▶ _EXTRACTED RECORDS_:
----------------

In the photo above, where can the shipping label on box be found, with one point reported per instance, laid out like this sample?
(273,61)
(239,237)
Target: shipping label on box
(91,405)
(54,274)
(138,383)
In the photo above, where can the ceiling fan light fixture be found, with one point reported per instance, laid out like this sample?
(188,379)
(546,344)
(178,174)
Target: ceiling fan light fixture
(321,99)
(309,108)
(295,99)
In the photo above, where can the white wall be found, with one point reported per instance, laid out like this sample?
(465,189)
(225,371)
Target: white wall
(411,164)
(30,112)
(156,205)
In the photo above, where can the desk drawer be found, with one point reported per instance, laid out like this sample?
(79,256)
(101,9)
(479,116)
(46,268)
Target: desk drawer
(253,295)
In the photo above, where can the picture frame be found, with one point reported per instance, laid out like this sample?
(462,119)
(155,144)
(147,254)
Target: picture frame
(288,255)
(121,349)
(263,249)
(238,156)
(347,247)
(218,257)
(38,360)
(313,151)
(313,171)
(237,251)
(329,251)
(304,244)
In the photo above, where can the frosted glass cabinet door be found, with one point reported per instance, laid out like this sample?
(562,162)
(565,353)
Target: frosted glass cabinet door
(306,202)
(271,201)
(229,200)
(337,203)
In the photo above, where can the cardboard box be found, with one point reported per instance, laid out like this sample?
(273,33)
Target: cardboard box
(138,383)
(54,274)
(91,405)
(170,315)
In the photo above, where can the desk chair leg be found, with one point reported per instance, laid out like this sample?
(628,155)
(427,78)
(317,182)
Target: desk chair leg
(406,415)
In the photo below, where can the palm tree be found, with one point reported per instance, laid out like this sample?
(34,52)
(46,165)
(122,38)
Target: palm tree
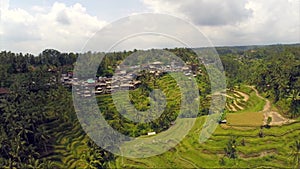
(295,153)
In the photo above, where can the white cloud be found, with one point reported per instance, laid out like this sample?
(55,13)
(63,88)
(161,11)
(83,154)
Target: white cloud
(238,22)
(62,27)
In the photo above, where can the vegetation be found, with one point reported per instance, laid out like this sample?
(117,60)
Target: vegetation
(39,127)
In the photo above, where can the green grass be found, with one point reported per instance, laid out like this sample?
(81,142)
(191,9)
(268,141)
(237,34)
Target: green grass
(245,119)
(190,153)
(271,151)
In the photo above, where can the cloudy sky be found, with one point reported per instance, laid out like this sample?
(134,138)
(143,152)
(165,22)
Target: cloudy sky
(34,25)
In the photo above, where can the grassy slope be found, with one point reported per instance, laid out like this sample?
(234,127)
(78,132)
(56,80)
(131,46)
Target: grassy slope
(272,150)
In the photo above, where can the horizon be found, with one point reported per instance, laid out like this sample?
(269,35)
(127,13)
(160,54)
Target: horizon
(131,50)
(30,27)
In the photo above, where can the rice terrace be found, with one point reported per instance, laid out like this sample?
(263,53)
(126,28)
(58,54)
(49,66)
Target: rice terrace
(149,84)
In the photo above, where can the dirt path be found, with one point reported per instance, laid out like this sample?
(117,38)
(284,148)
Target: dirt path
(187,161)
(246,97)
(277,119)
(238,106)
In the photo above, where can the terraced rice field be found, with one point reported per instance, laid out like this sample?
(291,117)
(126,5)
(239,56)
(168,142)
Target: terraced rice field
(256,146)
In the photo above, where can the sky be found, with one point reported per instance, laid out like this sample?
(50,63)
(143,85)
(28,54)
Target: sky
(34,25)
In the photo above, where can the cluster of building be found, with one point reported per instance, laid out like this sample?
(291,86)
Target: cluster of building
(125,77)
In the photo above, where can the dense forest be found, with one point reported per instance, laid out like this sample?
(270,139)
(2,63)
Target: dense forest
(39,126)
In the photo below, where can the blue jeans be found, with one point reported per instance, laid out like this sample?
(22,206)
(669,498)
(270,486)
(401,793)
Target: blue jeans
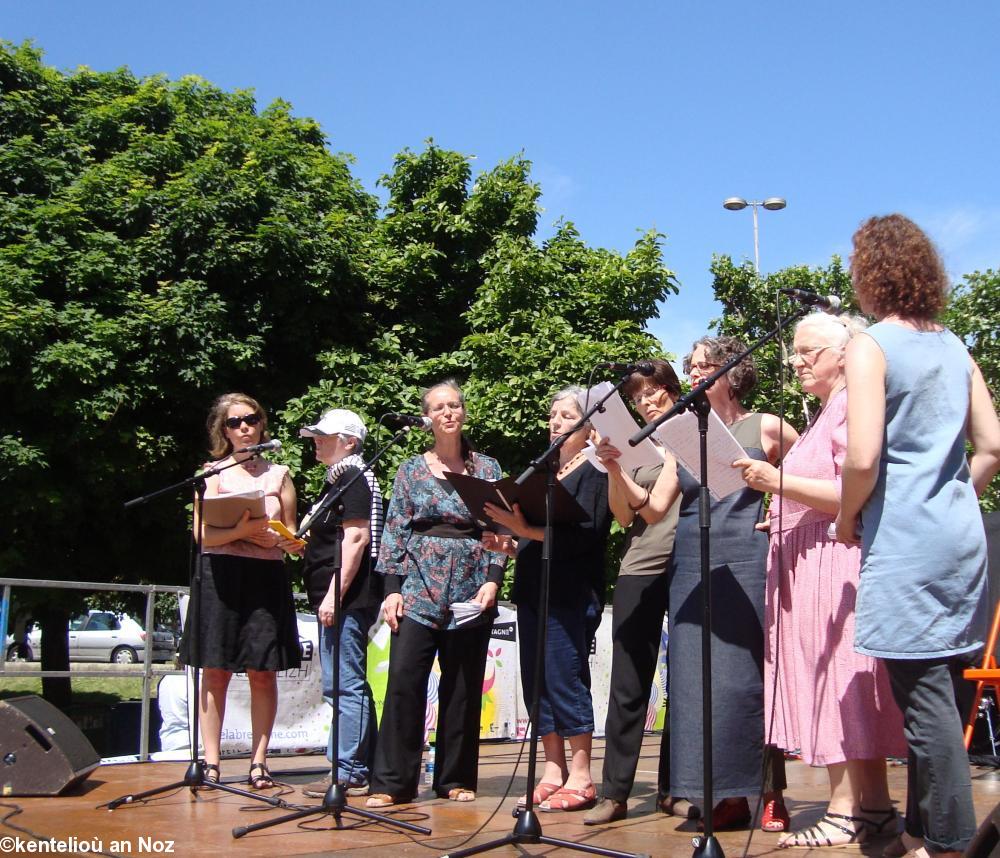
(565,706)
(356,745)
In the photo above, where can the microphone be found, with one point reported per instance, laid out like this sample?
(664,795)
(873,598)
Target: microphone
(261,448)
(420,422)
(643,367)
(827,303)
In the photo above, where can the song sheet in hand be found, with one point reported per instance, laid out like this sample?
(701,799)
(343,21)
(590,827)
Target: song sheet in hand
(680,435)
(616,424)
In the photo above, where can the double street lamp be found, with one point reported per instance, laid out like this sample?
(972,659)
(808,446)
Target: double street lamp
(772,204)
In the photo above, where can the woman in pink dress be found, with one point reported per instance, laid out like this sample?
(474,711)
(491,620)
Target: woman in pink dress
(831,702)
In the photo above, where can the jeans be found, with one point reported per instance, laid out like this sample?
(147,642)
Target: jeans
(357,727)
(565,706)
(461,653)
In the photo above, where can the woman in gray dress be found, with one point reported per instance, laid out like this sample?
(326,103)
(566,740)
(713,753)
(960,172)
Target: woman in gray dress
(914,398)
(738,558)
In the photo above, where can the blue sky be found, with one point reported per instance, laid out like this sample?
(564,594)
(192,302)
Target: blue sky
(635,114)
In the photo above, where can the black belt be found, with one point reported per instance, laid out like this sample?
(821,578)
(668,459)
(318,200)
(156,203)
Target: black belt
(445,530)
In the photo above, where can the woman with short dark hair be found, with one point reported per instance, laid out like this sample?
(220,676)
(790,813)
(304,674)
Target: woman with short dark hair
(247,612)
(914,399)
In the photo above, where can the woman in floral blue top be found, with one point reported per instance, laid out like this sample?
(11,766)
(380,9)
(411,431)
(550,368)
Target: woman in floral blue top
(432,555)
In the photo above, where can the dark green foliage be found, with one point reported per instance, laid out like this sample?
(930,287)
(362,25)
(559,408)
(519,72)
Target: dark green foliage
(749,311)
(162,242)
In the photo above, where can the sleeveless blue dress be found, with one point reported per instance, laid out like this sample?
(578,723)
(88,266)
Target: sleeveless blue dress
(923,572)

----------------

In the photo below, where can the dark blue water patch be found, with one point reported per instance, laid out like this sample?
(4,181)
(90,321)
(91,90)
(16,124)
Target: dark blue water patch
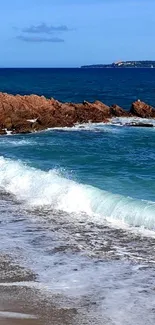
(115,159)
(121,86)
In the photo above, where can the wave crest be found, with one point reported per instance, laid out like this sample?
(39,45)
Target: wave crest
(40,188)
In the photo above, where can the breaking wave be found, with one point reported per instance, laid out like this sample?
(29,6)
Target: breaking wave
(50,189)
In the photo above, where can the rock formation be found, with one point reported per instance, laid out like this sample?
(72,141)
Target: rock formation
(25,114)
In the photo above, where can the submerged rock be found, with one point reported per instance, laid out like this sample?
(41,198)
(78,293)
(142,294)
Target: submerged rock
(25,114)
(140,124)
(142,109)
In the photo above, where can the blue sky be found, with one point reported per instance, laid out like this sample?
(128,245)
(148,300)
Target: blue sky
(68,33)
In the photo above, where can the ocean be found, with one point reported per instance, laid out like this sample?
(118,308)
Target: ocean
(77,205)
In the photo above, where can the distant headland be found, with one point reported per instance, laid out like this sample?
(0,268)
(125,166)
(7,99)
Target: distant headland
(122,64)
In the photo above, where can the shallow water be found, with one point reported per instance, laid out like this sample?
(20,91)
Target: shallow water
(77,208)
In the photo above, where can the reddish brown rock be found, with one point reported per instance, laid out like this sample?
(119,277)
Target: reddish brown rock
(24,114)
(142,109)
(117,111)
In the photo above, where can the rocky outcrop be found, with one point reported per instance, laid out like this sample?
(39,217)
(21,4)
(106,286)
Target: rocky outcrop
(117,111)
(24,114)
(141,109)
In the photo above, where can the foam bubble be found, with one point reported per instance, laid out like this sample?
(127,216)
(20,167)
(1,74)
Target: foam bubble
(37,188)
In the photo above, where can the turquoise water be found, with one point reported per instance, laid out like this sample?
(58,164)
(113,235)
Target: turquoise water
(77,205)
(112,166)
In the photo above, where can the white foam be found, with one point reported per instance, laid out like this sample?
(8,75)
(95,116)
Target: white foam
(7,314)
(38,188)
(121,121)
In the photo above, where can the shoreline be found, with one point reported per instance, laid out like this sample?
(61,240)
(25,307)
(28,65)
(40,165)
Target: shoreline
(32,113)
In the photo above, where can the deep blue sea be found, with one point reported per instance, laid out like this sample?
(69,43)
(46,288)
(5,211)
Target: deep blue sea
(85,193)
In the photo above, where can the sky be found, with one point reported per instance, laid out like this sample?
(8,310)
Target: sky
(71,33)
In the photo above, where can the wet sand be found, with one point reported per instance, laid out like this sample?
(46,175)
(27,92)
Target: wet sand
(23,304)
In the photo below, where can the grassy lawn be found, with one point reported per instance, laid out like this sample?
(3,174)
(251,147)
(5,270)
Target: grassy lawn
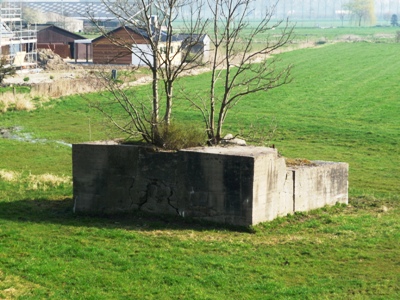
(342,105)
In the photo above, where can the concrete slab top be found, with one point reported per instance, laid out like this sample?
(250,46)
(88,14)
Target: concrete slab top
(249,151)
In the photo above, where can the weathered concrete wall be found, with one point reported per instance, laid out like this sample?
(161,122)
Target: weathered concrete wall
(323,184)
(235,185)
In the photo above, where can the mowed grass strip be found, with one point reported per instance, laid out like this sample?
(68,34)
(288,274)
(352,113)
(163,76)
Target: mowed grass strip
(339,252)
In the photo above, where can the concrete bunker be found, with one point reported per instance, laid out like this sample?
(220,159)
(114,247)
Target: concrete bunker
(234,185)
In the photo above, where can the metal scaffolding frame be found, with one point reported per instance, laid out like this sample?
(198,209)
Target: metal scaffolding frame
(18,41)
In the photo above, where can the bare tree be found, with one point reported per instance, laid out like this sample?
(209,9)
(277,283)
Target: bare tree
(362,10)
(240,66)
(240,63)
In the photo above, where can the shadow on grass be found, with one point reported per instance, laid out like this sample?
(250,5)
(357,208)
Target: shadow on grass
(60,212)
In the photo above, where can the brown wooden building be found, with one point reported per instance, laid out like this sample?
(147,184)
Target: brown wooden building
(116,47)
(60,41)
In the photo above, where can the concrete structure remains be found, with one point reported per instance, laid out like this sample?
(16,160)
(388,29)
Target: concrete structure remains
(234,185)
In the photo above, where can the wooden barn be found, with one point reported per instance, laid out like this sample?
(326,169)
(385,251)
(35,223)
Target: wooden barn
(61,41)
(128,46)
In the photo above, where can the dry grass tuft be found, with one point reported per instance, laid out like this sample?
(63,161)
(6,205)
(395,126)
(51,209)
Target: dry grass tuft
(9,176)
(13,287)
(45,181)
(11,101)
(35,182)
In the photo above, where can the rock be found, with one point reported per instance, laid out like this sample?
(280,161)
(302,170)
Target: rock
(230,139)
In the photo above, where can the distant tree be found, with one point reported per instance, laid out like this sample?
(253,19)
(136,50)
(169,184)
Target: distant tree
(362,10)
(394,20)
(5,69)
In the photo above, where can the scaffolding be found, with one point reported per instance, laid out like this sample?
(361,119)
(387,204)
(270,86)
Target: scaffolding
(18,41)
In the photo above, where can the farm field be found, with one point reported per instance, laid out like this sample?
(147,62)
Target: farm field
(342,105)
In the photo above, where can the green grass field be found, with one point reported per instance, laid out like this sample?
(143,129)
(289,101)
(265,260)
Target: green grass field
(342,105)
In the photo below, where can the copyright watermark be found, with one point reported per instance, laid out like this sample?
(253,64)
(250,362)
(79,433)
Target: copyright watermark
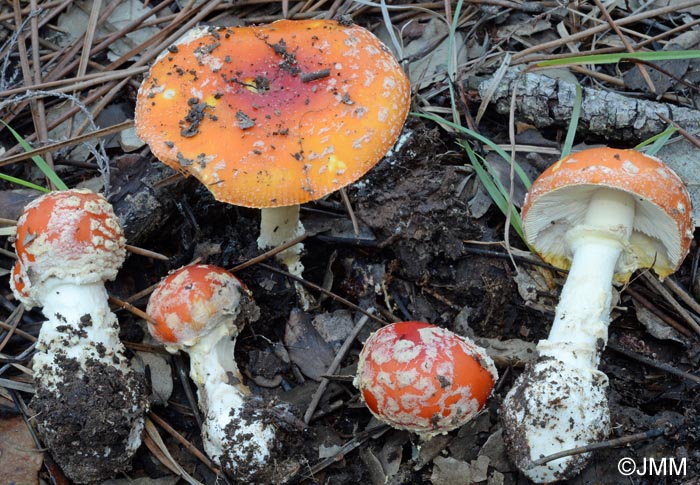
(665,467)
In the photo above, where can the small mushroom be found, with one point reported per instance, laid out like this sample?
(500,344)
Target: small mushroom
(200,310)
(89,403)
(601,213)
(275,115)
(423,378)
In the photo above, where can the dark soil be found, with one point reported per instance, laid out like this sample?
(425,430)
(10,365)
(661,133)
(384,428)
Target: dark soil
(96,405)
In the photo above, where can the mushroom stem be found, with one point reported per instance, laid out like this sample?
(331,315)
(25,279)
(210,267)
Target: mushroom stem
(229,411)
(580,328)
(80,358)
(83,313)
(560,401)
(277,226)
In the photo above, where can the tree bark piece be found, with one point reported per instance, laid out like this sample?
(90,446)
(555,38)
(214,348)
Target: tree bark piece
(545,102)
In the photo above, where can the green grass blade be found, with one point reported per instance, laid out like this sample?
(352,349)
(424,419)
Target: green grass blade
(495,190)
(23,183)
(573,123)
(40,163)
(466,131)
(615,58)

----------------

Return all lines from the entries that contain the string "below".

In the photo below, where can the palm tree be found, with one point reported per instance, laid out like this sample?
In the photo below, where can the blue jeans be found, with one point reported per instance, laid out like this sample?
In the photo below, where can the dark blue water patch be found, with one point reported per instance, laid out like this sample?
In the photo below, where can the grassy lawn be found, with one point reported per instance, laid out like this sample?
In the photo below, where can the copyright watermark be found, with one point reported per instance, laid out like this sample?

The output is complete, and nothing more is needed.